##### Page excerpt

You are a looser because there are no schools in your area

How does that make you a looser? 

A style that I would really like to train is bajiquan and there are absolutely no Bajiquan schools in my area and that does not make me a looser.

Maybe this will help

AMERICAN MUAY THAI SCHOOL & CAMP DATABASE

Also if you tell the good folks here on MT roughly where you are located maybe they can help you find a school close by


----------



## Nolerama (Jul 22, 2008)

Stay positive.

If there really aren't any schools in the area, try looking for instructors that might meet and train with you.

Also look for like-minded, interested, and athletic people to train with you. Your confidence will rise due to your increasing organizational skills, and you will become a leader within your group through direction.

Speaking of that, ask around! MT has tons of people that will give you pointers on training methods. Write them down. Look them up on Youtube or order an instructional vid.

Enter regional competitions to test your skills. Learn from your mistakes. Strive to be a better martial artist... more importantly (to me) a better fighter.

##########

* Required task 1 *
In the forum thread about training without a nearby school, what style does the first poster say they would really like to train?
* Required task 2 *
Carry on the forum thread about training without a nearby school, picking up right after its last sentence.

##### Material provided

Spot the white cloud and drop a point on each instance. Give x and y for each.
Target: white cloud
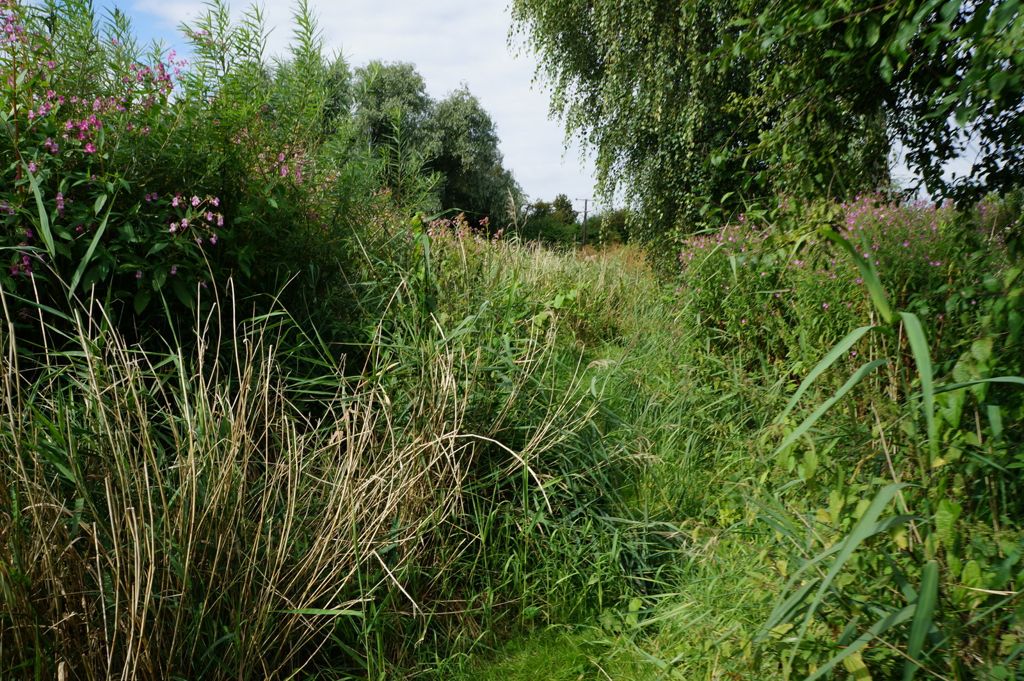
(451, 42)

##########

* Exercise answer 1 *
Bajiquan.

* Exercise answer 2 *
There are many options. And unless you live on the South Pole, I'm pretty sure someone is out there to train with you.


----------



## bowser666 (Jul 22, 2008)

I agree with many of the other posters. Not having many schools in your area has nothing to do with that.  I woudl suggest that you simply focus on extremely basic techniques. Don't do anything too intense as you should have proper instruction to avoid potential injury etc......   Where do you live by the way ?


----------



## 14 Kempo (Jul 25, 2008)

Hello and welcome to MartialTalk ... enjoy!


----------



## hapkenkido (Aug 11, 2008)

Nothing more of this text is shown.